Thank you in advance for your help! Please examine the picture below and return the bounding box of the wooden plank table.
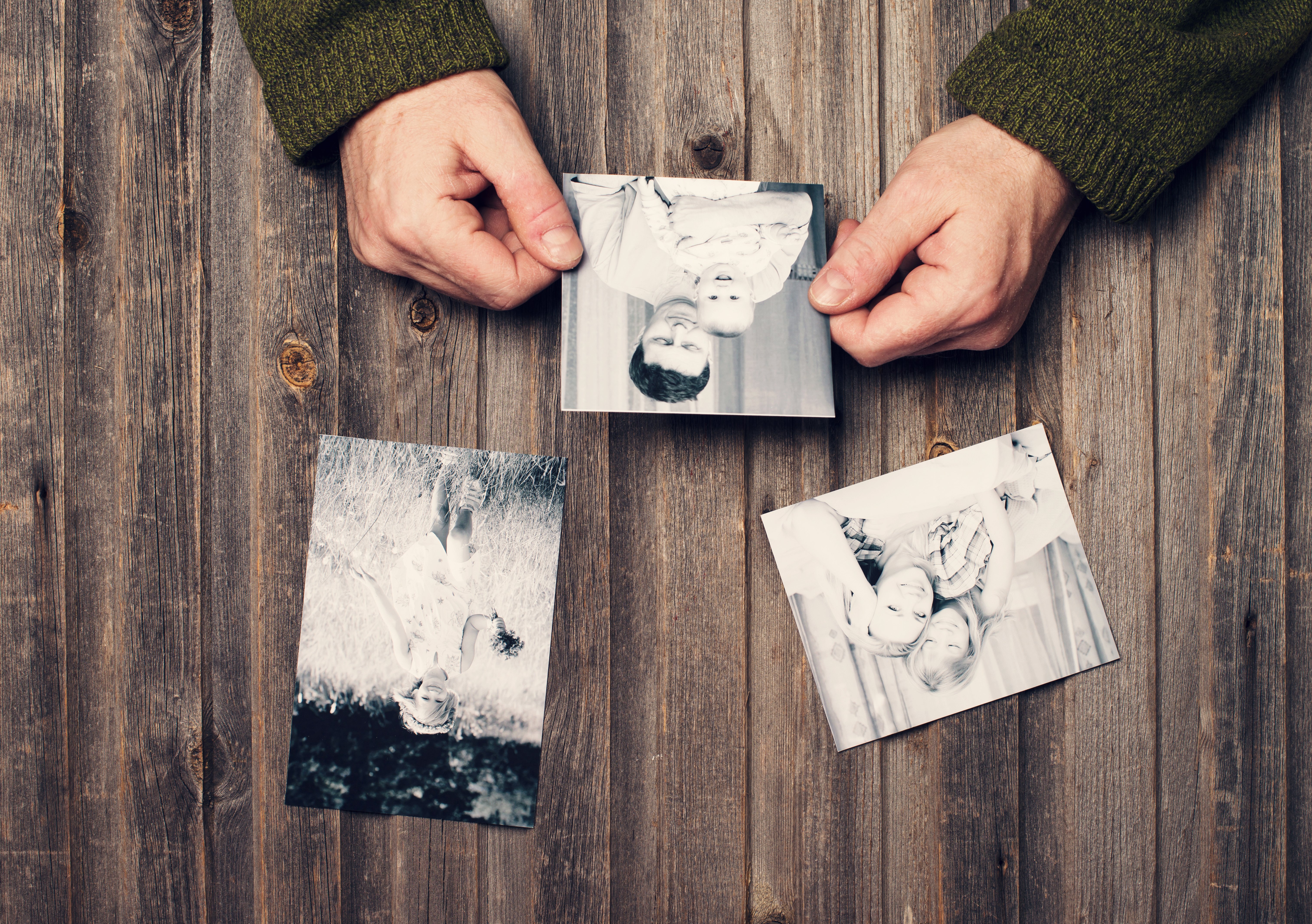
=-=-=
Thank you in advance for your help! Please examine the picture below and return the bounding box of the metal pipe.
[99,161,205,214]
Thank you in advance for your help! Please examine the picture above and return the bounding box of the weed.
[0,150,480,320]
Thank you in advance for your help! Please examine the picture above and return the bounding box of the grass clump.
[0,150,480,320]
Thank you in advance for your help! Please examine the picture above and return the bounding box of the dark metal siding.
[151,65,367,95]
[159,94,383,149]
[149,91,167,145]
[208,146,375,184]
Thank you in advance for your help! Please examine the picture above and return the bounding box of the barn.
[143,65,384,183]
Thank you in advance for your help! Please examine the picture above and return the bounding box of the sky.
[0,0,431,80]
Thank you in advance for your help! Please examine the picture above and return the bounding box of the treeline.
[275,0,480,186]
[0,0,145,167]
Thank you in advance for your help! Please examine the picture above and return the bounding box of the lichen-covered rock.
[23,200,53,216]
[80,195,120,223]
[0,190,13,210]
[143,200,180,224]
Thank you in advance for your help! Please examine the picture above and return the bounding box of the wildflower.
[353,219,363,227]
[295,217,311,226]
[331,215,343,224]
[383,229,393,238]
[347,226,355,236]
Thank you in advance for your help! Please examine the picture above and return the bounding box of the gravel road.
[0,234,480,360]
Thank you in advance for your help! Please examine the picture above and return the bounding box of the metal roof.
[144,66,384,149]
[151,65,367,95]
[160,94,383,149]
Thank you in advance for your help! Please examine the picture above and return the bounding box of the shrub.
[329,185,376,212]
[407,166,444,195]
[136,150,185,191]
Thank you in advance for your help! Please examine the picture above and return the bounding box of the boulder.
=-=-=
[Description of the task]
Rewrite the rows that begin at the line containing "dark metal siding." and stop after the line containing "[347,226,355,236]", changing "lichen-covered rock" to "mossy stone" and leaving everything else as it is.

[Task answer]
Thank you in advance for your help! Please examine the picture above and return the bounding box of the dark metal siding.
[151,65,367,95]
[159,94,383,149]
[149,91,167,145]
[208,146,375,184]
Thank you in advance for your help! Please examine the picture above and return the bounding box of the barn.
[143,65,384,183]
Thank you in advance for your help! Please examine the picture above and return the bounding box of the sky.
[0,0,431,80]
Thank you in advance for your help! Please examine the picture above and return the bounding box of the treeline.
[275,0,480,186]
[0,0,145,167]
Thank you in advance for your help! Please examine the picture above and return the bounding box of the mossy stone.
[23,200,53,216]
[80,195,120,223]
[0,190,13,210]
[143,200,180,224]
Thank you in advance for your help! Please examine the picture above and return the bounding box of the wildflower.
[353,219,363,227]
[295,217,311,226]
[331,215,343,224]
[383,229,393,238]
[347,226,355,236]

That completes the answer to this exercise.